Task goal: Count the lines in the items below that contain the word "golden". Reply with the number alone.

Input:
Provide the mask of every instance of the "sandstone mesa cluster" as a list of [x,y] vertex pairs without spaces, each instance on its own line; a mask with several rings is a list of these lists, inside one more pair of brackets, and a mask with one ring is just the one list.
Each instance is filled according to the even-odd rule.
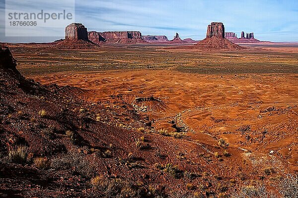
[[[254,39],[253,33],[246,34],[246,37],[244,38],[244,32],[241,33],[241,38],[238,39],[233,32],[224,32],[223,23],[212,22],[208,26],[206,38],[195,45],[194,48],[203,49],[242,48],[231,41],[259,41]],[[140,31],[88,32],[82,24],[73,23],[66,27],[65,39],[59,41],[57,46],[59,48],[80,49],[98,48],[103,44],[190,43],[194,42],[195,41],[190,38],[181,40],[177,33],[172,40],[169,41],[165,36],[142,36]]]

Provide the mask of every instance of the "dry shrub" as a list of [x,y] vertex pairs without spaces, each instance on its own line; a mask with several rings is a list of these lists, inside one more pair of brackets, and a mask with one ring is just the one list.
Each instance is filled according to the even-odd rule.
[[20,146],[10,148],[8,150],[8,160],[12,163],[24,164],[27,161],[27,148]]
[[47,115],[47,111],[44,109],[38,111],[38,115],[42,118],[46,117]]
[[228,143],[227,143],[223,138],[221,138],[218,141],[218,144],[221,147],[225,148],[228,147]]
[[138,193],[131,184],[121,179],[96,176],[91,179],[90,182],[94,188],[102,192],[106,197],[134,197]]
[[38,157],[33,160],[33,163],[37,168],[40,170],[47,169],[51,165],[51,162],[48,158],[42,157]]

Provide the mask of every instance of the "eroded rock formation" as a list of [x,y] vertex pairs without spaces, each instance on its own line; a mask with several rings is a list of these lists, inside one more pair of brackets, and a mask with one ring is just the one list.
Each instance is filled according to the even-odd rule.
[[244,32],[241,32],[241,39],[245,39],[244,37]]
[[172,40],[171,40],[171,42],[178,43],[178,42],[183,42],[183,41],[182,41],[181,40],[181,39],[180,39],[180,37],[179,37],[179,34],[178,34],[177,33],[176,33],[176,36],[175,36],[174,37],[174,39]]
[[88,41],[87,28],[81,23],[69,24],[65,28],[65,40]]
[[148,42],[167,42],[169,41],[165,36],[143,36],[142,39]]
[[233,32],[225,32],[224,33],[224,38],[236,38],[237,37],[237,35]]
[[109,31],[104,32],[89,32],[89,39],[99,43],[145,43],[142,34],[139,31]]
[[243,48],[224,38],[224,26],[221,22],[212,22],[207,28],[206,38],[196,44],[197,49],[240,49]]
[[99,32],[95,31],[88,32],[88,38],[90,41],[97,44],[105,41],[105,39],[102,37]]
[[11,55],[8,47],[0,46],[0,68],[16,70],[16,61]]
[[81,23],[73,23],[65,28],[65,40],[56,45],[60,49],[85,49],[98,46],[88,38],[87,28]]
[[207,28],[207,38],[215,37],[220,39],[224,38],[224,26],[221,22],[212,22],[208,25]]
[[254,39],[253,37],[253,32],[251,33],[246,33],[246,39]]

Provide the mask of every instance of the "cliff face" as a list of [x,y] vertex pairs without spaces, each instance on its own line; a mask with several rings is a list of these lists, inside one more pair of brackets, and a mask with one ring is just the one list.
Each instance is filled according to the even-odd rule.
[[[73,23],[65,28],[65,40],[57,42],[60,49],[85,49],[98,46],[88,39],[87,28],[81,23]],[[96,34],[93,35],[96,37]]]
[[234,50],[241,49],[243,48],[224,38],[224,26],[223,23],[212,22],[207,27],[206,38],[196,44],[194,48]]
[[245,39],[244,32],[241,32],[241,39]]
[[88,41],[87,28],[81,23],[73,23],[65,28],[65,40]]
[[142,34],[139,31],[104,32],[100,32],[99,35],[105,39],[142,39]]
[[176,36],[174,37],[174,39],[172,40],[171,40],[171,42],[179,43],[183,42],[183,41],[182,41],[181,39],[180,38],[180,37],[179,37],[179,34],[178,34],[177,33],[176,33]]
[[142,39],[148,42],[167,42],[169,41],[165,36],[143,36]]
[[236,34],[233,32],[225,32],[224,38],[236,38]]
[[206,38],[215,37],[220,39],[224,38],[224,26],[221,22],[212,22],[207,28]]
[[253,37],[253,32],[252,32],[251,33],[246,33],[246,39],[254,39],[254,38]]
[[89,39],[92,42],[106,43],[138,43],[146,42],[139,31],[109,31],[88,32]]
[[0,68],[16,70],[16,61],[8,49],[4,46],[0,46]]
[[99,32],[95,31],[88,32],[88,38],[90,41],[97,44],[105,41],[105,39],[100,36]]

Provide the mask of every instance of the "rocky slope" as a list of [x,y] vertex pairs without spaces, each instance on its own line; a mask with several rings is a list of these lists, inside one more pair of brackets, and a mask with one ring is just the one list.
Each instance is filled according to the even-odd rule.
[[89,39],[94,43],[132,44],[146,43],[139,31],[89,32]]
[[197,49],[240,49],[243,48],[224,38],[224,26],[223,23],[212,22],[207,28],[206,38],[196,44]]
[[166,43],[169,41],[165,36],[143,36],[142,39],[147,42]]
[[180,43],[183,42],[183,41],[181,40],[179,37],[179,34],[176,33],[176,36],[174,37],[174,39],[172,40],[171,40],[171,42],[172,43]]
[[81,23],[73,23],[65,28],[65,39],[55,45],[60,49],[88,49],[98,46],[90,41],[87,28]]

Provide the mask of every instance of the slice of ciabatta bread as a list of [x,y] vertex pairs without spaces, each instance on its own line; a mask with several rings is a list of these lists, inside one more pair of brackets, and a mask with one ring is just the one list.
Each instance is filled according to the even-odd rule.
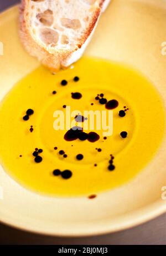
[[28,53],[53,71],[77,61],[110,0],[22,0],[20,35]]

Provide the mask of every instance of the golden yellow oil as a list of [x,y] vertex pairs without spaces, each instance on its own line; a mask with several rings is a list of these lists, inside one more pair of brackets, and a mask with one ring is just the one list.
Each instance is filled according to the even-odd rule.
[[[73,81],[75,76],[80,78],[77,82]],[[63,79],[68,81],[66,86],[61,85]],[[71,97],[76,92],[82,96],[79,100]],[[95,99],[100,93],[119,103],[113,109],[113,134],[104,139],[102,130],[94,130],[100,136],[95,143],[65,140],[66,130],[54,129],[54,112],[60,110],[65,114],[64,105],[80,112],[106,111]],[[128,110],[121,118],[118,113],[124,107]],[[34,113],[24,121],[23,117],[29,108]],[[0,156],[4,169],[27,188],[51,196],[88,196],[129,182],[154,157],[164,130],[162,102],[148,81],[127,67],[89,58],[56,74],[39,67],[5,97],[0,119]],[[122,131],[127,132],[125,139],[121,138]],[[32,155],[35,148],[43,150],[39,163]],[[68,157],[60,155],[60,150]],[[77,154],[82,154],[84,159],[77,160]],[[113,171],[108,169],[110,154],[114,157]],[[68,179],[54,176],[56,169],[70,170],[72,175]]]

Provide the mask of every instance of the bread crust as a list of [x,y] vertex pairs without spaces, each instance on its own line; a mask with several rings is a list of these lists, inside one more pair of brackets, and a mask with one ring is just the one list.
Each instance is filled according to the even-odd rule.
[[[20,40],[28,53],[37,57],[44,66],[51,71],[56,72],[61,68],[66,67],[81,57],[84,49],[84,51],[83,48],[82,51],[79,50],[81,50],[82,46],[95,29],[101,14],[103,4],[106,1],[108,0],[100,0],[99,7],[95,9],[88,29],[80,38],[78,38],[78,42],[74,49],[63,48],[55,49],[53,52],[50,52],[46,46],[42,45],[31,32],[29,12],[30,0],[22,0],[19,7]],[[78,52],[77,54],[77,52]],[[75,56],[74,58],[73,58],[74,54]]]

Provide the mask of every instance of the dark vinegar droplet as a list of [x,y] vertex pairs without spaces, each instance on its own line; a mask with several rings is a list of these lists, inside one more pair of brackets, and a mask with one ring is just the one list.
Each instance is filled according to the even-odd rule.
[[108,167],[108,169],[109,170],[113,170],[115,168],[115,167],[113,164],[110,164],[110,165],[109,165]]
[[78,138],[79,133],[82,132],[82,127],[75,126],[68,130],[64,135],[64,139],[68,142],[75,140]]
[[76,155],[77,160],[82,160],[84,158],[84,155],[82,154],[79,154]]
[[24,120],[24,121],[28,121],[29,119],[29,117],[27,114],[23,117],[23,120]]
[[65,170],[61,173],[61,177],[64,179],[69,179],[72,176],[72,172],[69,170]]
[[75,92],[71,93],[71,98],[74,99],[80,99],[82,98],[82,96],[79,92]]
[[119,112],[119,116],[120,117],[125,117],[125,116],[126,116],[126,113],[123,110],[121,110]]
[[107,109],[114,109],[118,106],[118,102],[116,99],[111,99],[106,103],[106,108]]
[[105,99],[104,98],[102,98],[101,99],[100,99],[99,102],[102,105],[104,105],[105,104],[106,104],[106,103],[107,102],[107,99]]
[[87,140],[90,142],[95,142],[97,140],[98,140],[99,139],[100,139],[99,135],[94,132],[91,132],[88,134]]
[[31,116],[33,113],[34,113],[34,111],[33,109],[31,109],[30,108],[28,109],[27,111],[27,114],[28,114],[28,116]]
[[125,139],[125,138],[126,138],[127,136],[127,132],[121,132],[120,135],[121,135],[121,137],[123,139]]

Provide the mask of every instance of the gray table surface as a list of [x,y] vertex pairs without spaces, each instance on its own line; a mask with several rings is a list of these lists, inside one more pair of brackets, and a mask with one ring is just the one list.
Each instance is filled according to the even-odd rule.
[[[18,0],[0,0],[0,11],[19,2]],[[124,231],[106,235],[79,238],[40,235],[0,224],[0,244],[166,244],[166,214]]]

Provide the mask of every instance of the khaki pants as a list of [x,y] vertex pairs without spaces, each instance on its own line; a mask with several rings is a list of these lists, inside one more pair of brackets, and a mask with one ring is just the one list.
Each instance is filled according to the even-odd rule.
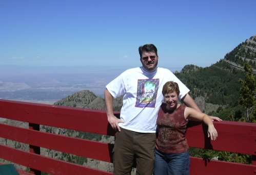
[[114,174],[130,174],[136,160],[136,174],[152,175],[153,171],[156,136],[121,128],[115,134]]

The answer: 1